[Entries taken from a collection]
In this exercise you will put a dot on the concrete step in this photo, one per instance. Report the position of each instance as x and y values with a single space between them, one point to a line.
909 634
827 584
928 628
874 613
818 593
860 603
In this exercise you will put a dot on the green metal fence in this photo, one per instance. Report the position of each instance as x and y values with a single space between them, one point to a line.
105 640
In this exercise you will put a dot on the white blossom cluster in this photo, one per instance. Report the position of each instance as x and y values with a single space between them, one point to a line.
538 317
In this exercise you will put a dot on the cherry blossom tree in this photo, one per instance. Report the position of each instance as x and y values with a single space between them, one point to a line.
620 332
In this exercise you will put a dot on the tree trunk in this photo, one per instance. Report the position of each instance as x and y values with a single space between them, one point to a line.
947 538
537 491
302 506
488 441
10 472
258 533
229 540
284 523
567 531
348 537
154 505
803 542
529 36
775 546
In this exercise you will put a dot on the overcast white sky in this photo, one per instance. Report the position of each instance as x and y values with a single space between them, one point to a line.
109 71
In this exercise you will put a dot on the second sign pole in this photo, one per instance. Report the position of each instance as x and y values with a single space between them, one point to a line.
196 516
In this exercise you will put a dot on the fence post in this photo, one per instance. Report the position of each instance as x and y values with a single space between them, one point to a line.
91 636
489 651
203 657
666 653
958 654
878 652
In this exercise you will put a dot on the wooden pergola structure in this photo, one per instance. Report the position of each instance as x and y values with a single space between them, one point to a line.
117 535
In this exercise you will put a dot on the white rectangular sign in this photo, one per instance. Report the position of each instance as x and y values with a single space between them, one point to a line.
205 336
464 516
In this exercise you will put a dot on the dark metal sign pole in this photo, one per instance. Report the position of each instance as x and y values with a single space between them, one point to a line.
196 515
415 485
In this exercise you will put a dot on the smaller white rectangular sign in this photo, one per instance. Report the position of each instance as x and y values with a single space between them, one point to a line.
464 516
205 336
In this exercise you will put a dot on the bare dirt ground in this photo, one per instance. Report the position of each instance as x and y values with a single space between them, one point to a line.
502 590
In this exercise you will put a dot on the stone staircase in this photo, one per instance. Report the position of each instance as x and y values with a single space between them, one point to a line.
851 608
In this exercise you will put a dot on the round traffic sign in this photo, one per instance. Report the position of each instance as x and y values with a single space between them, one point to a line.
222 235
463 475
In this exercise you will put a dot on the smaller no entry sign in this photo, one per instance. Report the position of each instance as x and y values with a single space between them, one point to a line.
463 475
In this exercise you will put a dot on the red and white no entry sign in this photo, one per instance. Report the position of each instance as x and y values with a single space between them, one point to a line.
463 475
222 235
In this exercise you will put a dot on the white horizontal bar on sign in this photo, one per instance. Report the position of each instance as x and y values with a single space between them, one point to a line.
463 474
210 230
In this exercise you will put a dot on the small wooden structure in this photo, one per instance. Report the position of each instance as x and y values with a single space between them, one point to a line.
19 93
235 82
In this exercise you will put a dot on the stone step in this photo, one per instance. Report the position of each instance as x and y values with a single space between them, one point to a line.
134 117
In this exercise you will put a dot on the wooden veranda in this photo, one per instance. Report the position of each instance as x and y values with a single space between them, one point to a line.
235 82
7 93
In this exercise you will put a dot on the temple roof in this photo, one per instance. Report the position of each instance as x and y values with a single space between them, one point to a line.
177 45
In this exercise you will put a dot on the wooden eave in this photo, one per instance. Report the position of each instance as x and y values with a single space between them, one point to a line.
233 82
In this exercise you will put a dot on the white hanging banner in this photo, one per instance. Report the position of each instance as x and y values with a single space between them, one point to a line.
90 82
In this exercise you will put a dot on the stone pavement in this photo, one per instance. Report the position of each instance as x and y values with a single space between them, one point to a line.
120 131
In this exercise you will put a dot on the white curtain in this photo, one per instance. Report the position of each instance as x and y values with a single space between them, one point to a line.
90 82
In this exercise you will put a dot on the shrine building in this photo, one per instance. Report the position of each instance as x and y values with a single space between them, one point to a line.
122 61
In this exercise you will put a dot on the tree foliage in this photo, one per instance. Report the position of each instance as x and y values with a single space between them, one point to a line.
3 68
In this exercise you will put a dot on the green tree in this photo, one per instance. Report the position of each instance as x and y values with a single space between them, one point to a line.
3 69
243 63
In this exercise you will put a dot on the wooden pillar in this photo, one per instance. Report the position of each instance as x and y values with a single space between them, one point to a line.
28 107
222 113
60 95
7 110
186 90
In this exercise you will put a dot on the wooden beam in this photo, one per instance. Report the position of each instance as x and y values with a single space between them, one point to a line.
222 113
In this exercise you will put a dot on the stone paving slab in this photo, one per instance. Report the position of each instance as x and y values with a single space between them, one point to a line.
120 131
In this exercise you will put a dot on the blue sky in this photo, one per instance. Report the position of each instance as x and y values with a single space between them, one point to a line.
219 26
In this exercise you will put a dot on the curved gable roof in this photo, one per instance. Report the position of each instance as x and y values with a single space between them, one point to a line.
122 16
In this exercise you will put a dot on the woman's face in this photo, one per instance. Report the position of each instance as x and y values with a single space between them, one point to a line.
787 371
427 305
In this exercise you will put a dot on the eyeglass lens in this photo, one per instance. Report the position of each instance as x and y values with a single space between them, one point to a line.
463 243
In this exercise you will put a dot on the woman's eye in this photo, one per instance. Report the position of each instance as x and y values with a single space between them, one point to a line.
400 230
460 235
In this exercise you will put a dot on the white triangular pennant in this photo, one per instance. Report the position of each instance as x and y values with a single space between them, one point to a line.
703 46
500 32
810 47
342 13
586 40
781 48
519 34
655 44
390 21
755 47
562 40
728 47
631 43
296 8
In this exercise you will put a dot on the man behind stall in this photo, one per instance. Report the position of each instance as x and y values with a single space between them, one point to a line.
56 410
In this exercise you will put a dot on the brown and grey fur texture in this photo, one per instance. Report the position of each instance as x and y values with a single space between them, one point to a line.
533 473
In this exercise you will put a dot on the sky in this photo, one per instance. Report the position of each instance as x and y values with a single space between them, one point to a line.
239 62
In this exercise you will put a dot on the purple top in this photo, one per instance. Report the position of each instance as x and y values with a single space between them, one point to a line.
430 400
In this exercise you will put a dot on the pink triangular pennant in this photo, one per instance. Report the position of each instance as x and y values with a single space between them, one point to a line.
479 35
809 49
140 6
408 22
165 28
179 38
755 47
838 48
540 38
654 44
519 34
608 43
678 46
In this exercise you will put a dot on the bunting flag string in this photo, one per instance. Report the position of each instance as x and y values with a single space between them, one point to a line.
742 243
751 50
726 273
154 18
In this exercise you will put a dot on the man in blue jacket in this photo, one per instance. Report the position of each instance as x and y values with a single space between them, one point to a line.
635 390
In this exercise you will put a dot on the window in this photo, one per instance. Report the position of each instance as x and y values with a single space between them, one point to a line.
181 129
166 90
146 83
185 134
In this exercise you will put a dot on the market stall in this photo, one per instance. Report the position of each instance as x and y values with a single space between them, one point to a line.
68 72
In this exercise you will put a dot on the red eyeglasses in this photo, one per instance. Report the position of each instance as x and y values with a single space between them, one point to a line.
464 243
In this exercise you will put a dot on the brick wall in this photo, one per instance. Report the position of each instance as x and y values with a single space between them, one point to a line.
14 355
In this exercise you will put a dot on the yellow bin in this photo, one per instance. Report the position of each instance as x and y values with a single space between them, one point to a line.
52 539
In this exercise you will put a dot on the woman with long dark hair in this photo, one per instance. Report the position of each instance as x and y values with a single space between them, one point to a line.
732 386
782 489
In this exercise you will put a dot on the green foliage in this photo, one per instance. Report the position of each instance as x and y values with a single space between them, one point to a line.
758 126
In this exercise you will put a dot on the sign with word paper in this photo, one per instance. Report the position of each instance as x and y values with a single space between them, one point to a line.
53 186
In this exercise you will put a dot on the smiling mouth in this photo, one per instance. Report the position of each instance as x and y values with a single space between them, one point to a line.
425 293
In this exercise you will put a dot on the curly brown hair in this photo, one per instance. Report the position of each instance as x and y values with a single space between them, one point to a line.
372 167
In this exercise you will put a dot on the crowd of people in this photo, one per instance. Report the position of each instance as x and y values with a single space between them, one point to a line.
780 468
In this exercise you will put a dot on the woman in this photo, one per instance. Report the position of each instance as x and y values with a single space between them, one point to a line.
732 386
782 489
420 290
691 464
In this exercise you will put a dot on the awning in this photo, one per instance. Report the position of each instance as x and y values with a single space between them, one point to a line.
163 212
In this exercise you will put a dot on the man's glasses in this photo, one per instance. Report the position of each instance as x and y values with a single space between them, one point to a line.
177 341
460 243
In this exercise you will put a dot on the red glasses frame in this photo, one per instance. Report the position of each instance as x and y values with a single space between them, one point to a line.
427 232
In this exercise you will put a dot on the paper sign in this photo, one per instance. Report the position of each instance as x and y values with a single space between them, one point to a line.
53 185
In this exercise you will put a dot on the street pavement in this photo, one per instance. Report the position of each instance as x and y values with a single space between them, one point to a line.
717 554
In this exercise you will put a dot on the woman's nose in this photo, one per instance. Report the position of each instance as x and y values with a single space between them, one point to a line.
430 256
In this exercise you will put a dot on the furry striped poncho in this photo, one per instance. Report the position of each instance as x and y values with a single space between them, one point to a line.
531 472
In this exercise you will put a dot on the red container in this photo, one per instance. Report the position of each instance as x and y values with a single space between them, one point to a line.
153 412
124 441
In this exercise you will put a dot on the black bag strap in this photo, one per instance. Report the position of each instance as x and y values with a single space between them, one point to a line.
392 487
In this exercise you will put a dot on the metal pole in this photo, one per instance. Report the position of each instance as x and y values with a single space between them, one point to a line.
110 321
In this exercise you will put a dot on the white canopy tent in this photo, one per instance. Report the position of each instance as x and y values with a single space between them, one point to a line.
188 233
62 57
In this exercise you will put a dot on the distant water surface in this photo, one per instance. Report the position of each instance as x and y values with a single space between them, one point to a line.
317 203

### REQUIRED TASK
Extract exactly the lines between the line containing "In this exercise you will put a dot on the paper" and the end of the data, including both.

### CORRECT ANSWER
In this exercise you will put a dot on the paper sign in this photo, one per instance. Report the position of each instance as x and y values with a single space between them, one point to a line.
53 185
In this exercise you will put a dot on the street pavement in this photo, one per instance. Report the position of each instance as x and y values with a single space between them, one point to a line.
717 554
In this exercise you will put a dot on the woman's nose in this photo, one per instance. Report the position of each instance as x and y values with a single space between them, one point to a line.
430 256
In this exercise you will put a dot on the furry striped poncho in this photo, one per instance. Report the position of each instance as x and y values with a single space between them, one point to a line.
531 472
In this exercise you will put a dot on the red container in this photo, one per instance. Report the position of each instance as x and y values with a single space between them, one point to a line.
153 412
124 441
In this exercise you will put a dot on the black bag strap in this photo, one per instance. Report the position of each instance as x and y values with a single space between them, one point to a line.
392 487
In this exercise you will put a dot on the metal pole in this photo, one per instance. Report the position of each instance as x and y values with a single space between them, one point to a line.
110 321
In this exercise you will put a dot on the white canopy tent in this photo, one per instance. Report the position of each instance as x and y values with a single space between them, one point to a line.
188 233
62 57
In this exercise you will put a dot on the distant water surface in this photo, one per instance. Report the position of each instance as x and y values with a single space between them, one point to a line.
317 203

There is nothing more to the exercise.